» EXTRACT TO READ

☆ ☆ ☆ ☆

Los Angeles Shutters More Than 100 Pot Shops

Los Angeles Shutters More Than 100 Pot Shops
Douglas Chloupek, co-founder and chief executive officer of MedMar Healing Center, a medical-marijuana dispensary, looks at the root structure of a young marijuana plant in San Jose, California, U.S., on Thursday, Feb. 7, 2013. San Jose is the medical-marijuana capital of Silicon Valley with 106 clinics, about twice as many per square mile as Los Angeles. Photographer: David Paul Morris/Bloomberg via Getty Images
Douglas Chloupek, co-founder and chief executive officer of MedMar Healing Center, a medical-marijuana dispensary, looks at the root structure of a young marijuana plant in San Jose, California, U.S., on Thursday, Feb. 7, 2013. San Jose is the medical-marijuana capital of Silicon Valley with 106 clinics, about twice as many per square mile as Los Angeles. Photographer: David Paul Morris/Bloomberg via Getty Images

Los Angeles has shut down more than 100 pot shops since the summer, the city attorney announced this week.

The city is enforcing a new law, approved by voters in May, to limit the number of medical marijuana dispensaries in LA to 132 shops. Enforcing the law, called Proposition D, is no small task given the estimated 800 pot shops that exist across the city, according to the city attorney's figures.

☆ ☆ ☆ ☆

» WHAT TO DO
Extend the article about Los Angeles closing pot shops, picking up right after its last sentence. The records have nothing to do with the article on Los Angeles pot shops.

(Stored records)

☆ ☆ ☆ ☆

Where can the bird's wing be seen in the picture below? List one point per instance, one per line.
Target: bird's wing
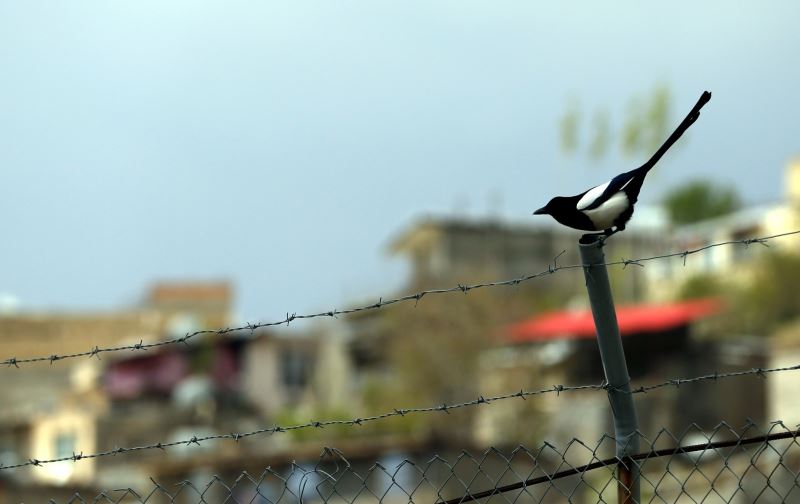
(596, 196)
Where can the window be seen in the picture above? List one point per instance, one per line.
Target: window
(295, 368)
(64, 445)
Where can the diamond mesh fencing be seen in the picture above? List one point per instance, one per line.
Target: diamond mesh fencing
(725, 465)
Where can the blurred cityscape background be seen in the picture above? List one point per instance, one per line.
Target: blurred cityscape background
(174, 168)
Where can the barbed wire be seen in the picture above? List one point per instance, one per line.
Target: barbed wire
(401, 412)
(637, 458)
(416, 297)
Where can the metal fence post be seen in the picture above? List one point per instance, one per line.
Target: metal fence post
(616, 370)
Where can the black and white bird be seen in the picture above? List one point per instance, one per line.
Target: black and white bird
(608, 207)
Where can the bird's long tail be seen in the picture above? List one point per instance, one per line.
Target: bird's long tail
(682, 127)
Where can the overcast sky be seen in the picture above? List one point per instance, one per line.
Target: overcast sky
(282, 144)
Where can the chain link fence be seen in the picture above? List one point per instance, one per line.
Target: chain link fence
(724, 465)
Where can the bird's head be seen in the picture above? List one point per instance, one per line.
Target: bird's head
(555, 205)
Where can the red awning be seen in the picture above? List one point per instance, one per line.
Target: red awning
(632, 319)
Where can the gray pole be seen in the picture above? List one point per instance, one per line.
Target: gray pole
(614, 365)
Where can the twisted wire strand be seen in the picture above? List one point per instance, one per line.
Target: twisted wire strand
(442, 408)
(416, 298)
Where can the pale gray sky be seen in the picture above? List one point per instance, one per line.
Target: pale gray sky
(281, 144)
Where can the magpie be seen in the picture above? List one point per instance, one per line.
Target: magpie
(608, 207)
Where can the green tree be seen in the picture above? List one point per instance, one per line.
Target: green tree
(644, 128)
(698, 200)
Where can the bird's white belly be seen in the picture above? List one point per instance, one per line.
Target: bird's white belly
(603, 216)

☆ ☆ ☆ ☆

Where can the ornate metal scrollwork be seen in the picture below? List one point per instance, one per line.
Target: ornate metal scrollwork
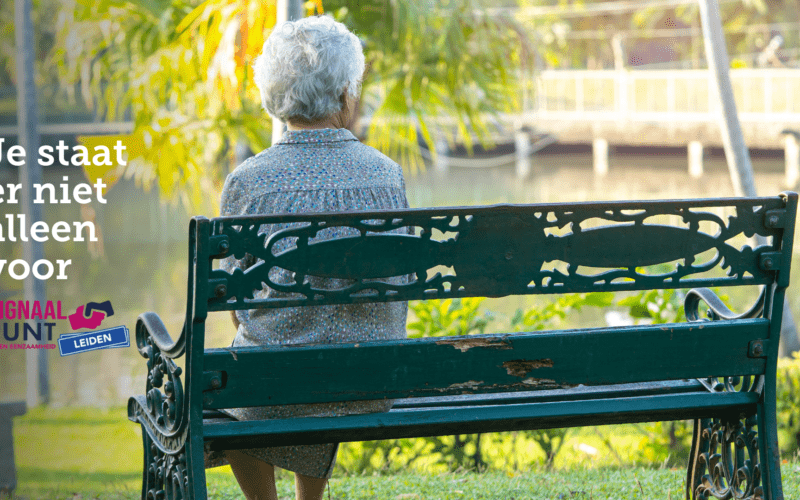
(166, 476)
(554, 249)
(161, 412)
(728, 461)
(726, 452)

☆ ☆ ☆ ☆

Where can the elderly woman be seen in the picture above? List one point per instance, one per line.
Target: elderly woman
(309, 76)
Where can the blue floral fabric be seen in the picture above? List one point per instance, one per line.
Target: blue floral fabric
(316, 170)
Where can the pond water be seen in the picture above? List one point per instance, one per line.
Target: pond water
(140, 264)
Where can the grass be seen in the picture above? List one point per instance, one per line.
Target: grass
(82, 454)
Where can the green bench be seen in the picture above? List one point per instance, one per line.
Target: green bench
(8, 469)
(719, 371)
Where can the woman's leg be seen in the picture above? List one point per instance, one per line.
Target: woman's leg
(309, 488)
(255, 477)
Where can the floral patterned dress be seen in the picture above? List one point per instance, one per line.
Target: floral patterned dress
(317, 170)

☆ ☆ ☆ ☆

» WRITTEN ANSWER
“With the invaluable work of our partner LAPD, we have been successfully and aggressively enforcing Proposition D and upholding the will of the voters,” City Attorney Mike Feuer said in a statement Monday. Feuer also announced a new campaign to assist the real estate industry and property owners in complying with the new law.

There are several requirements in Prop D specifying which pot shops are approved. The most limiting requirement is that any shop must have been in operation since September 2007. Violations of Prop D are misdemeanors, and every day in violation can bring a $1,000-$3,500 fine and six months in county jail, according to an FAQ document posted by the city.

Feuer has prosecuted about 300 pot shop operators, employees and property owners, Rob Wilcox, the city attorney's communications director, told The Huffington Post. So far, no jail time has been given out -- only fines and probation, he said.

In his statement, Feuer said he has successfully won over 20 legal challenges to the new law. He also said that he recently hired two new attorneys to work exclusively on prosecuting Prop D cases. Los Angeles Police Department Chief Charlie Beck said that the department is significantly increasing the number of officers trained to enforce the measure. “We will subsequently increase the number of cases we submit for prosecution,” Beck said in the same statement Monday.

Despite the passage of Prop D, nearly 300 new dispensaries were issued tax registration certificates after it took effect, Antoinette Christovale, the general manager of the LA Department of Finance, told HuffPost. There are currently 1,140 dispensaries listed as active, Christovale said. However, according to Wilcox, some of those may never have opened or may have been shut down.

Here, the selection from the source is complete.